- OBJECTIVE -
Render only the lines of the records starting at the one containing "Outline all occurrences of roof gable." and ending at the one containing "[83,821,640,901]" as a Markdown table with the columns Row and Text. Number each line in Row and omit any blank lines.

--- Begin DATASET ROWS ---

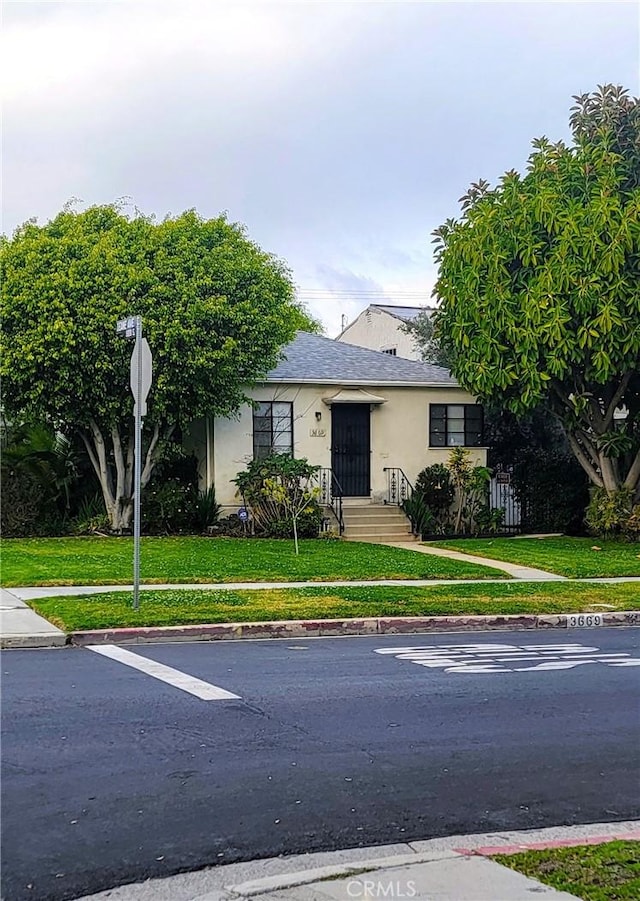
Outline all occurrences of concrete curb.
[80,820,640,901]
[0,632,69,651]
[67,610,640,647]
[222,851,464,901]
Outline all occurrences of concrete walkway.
[0,588,67,648]
[381,541,566,582]
[81,821,640,901]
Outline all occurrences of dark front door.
[331,404,371,497]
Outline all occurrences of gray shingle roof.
[266,332,458,388]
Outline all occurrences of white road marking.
[87,644,239,701]
[376,642,640,673]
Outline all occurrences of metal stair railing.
[383,466,413,507]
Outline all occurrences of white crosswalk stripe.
[376,642,640,673]
[87,644,239,701]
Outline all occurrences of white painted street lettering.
[87,644,239,701]
[376,642,640,673]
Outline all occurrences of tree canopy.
[0,205,315,529]
[434,85,640,500]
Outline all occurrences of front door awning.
[322,388,386,407]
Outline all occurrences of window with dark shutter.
[429,404,483,447]
[253,401,293,460]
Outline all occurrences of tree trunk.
[553,382,640,500]
[80,419,174,535]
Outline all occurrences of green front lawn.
[493,841,640,901]
[429,538,640,579]
[2,537,508,588]
[30,582,638,632]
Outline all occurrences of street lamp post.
[116,316,152,610]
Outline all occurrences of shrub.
[0,466,43,538]
[512,448,589,535]
[402,490,440,535]
[70,493,110,535]
[413,463,454,517]
[141,444,199,535]
[234,454,322,553]
[447,447,491,535]
[586,488,640,541]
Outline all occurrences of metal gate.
[331,404,371,497]
[489,464,522,533]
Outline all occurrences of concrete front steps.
[342,502,414,542]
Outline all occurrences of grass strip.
[493,841,640,901]
[429,538,640,579]
[2,536,508,588]
[30,582,640,631]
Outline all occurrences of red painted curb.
[69,611,640,646]
[453,832,640,857]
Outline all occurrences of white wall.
[336,308,421,360]
[193,385,486,509]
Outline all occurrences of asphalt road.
[2,628,640,901]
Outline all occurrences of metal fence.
[489,464,522,534]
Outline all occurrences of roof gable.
[265,332,458,388]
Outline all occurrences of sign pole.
[116,316,153,610]
[133,316,142,610]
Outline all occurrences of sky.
[1,0,640,337]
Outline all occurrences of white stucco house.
[336,303,430,360]
[184,332,486,536]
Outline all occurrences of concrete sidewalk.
[0,588,67,648]
[382,541,567,582]
[83,821,640,901]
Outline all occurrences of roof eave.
[261,377,461,388]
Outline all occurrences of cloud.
[2,0,640,334]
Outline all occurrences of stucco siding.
[336,309,420,360]
[202,384,486,508]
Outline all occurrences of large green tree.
[0,206,314,531]
[434,85,640,500]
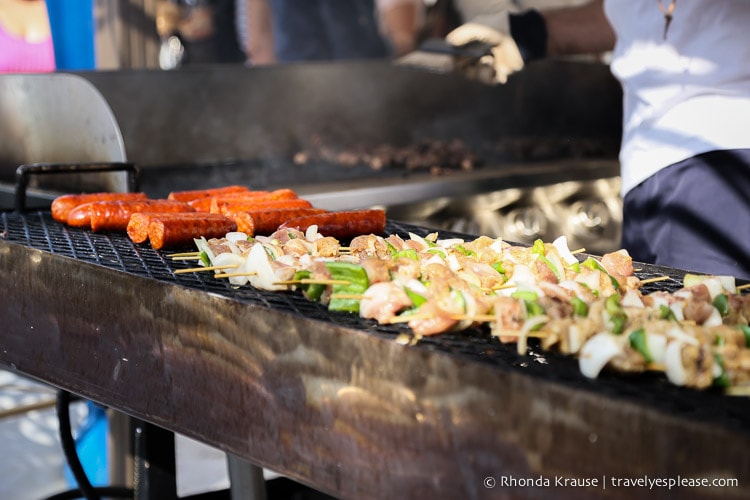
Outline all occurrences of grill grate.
[2,212,750,432]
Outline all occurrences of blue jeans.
[270,0,388,62]
[622,149,750,279]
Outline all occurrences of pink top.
[0,20,55,73]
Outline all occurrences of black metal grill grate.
[2,212,750,432]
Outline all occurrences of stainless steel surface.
[387,177,622,255]
[0,214,750,500]
[81,60,622,170]
[296,160,622,254]
[0,73,126,191]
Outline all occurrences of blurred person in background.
[156,0,247,69]
[242,0,425,64]
[0,0,55,73]
[446,0,750,279]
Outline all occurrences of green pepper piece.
[200,250,211,267]
[404,287,427,309]
[524,300,545,317]
[385,240,398,255]
[456,245,476,257]
[294,270,326,302]
[604,294,628,334]
[539,255,564,281]
[659,304,677,321]
[531,239,547,255]
[510,290,539,302]
[604,295,622,314]
[740,325,750,347]
[628,328,654,363]
[451,290,466,313]
[581,257,620,290]
[492,261,505,276]
[713,293,729,317]
[393,248,419,260]
[326,261,370,313]
[570,297,589,318]
[714,352,732,388]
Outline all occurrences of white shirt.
[605,0,750,195]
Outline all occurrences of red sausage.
[190,189,299,214]
[211,198,312,214]
[167,186,249,202]
[226,207,325,236]
[279,209,385,240]
[86,199,194,232]
[51,193,147,226]
[148,213,237,250]
[127,212,226,243]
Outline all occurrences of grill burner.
[2,211,750,433]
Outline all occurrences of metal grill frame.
[0,212,750,498]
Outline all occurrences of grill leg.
[134,420,177,500]
[227,453,266,500]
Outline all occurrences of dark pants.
[622,149,750,279]
[270,0,388,62]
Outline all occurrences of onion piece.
[664,340,688,385]
[552,235,578,266]
[213,252,248,286]
[250,243,289,292]
[578,333,627,378]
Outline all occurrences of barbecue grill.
[0,62,750,499]
[0,211,750,498]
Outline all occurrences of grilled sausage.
[211,198,312,214]
[127,212,231,243]
[51,193,147,226]
[148,213,237,250]
[226,207,325,236]
[279,209,385,240]
[190,189,299,213]
[167,186,249,202]
[83,199,194,232]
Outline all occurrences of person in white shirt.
[446,0,750,278]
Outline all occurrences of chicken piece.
[359,281,412,323]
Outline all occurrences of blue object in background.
[65,401,109,488]
[47,0,96,70]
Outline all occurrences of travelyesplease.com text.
[484,475,739,490]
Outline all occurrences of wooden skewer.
[274,278,351,285]
[331,293,364,300]
[214,272,258,278]
[640,276,672,285]
[174,264,239,274]
[169,252,201,260]
[725,385,750,397]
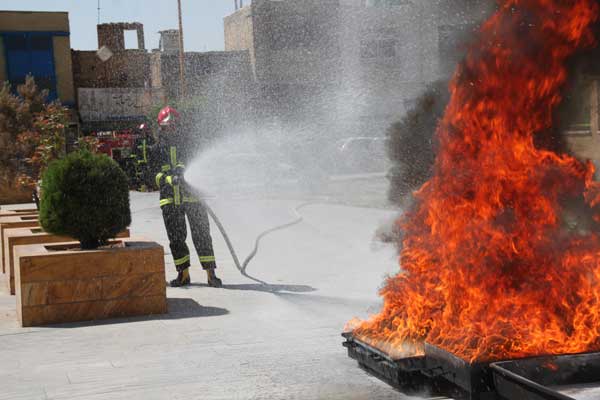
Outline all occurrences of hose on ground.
[202,201,316,285]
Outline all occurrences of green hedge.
[40,151,131,249]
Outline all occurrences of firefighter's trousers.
[161,202,217,271]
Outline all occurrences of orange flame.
[355,0,600,361]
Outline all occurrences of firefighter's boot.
[206,268,223,288]
[171,268,191,287]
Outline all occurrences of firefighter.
[151,107,222,287]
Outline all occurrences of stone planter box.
[3,227,129,295]
[0,208,38,217]
[14,239,167,327]
[0,215,40,274]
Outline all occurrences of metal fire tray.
[342,333,429,393]
[424,343,502,400]
[490,353,600,400]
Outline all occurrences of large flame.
[355,0,600,361]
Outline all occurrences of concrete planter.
[14,239,167,327]
[3,227,129,295]
[0,215,40,274]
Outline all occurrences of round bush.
[40,151,131,249]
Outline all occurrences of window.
[123,29,139,50]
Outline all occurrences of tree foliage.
[40,151,131,249]
[0,76,69,201]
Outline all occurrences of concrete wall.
[71,50,150,88]
[151,51,256,134]
[0,11,69,32]
[225,0,493,136]
[223,6,256,73]
[0,36,8,83]
[53,36,75,104]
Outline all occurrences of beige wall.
[0,36,8,84]
[0,11,69,32]
[53,36,75,103]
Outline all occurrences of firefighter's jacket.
[150,134,199,208]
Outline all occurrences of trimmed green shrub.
[40,151,131,249]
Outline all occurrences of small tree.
[0,76,69,202]
[40,151,131,249]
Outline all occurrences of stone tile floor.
[0,193,426,400]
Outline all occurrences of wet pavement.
[0,180,424,400]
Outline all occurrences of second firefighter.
[151,107,222,287]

--- End DATASET ROWS ---

- RESULT FOR THIS TASK -
| Row | Text |
|---|---|
| 1 | Outline all occurrences of roof gable. |
| 2 | [265,332,458,388] |
| 3 | Outline all occurrences of sign pole. |
| 4 | [116,316,153,610] |
| 5 | [133,316,142,610] |
| 6 | Outline all occurrences of sky. |
| 7 | [1,0,640,337] |
| 8 | Outline all occurrences of white stucco house. |
| 9 | [336,303,430,360] |
| 10 | [184,332,486,536] |
| 11 | Outline all occurrences of concrete sidewalk. |
| 12 | [0,588,67,648] |
| 13 | [382,541,567,582] |
| 14 | [83,821,640,901] |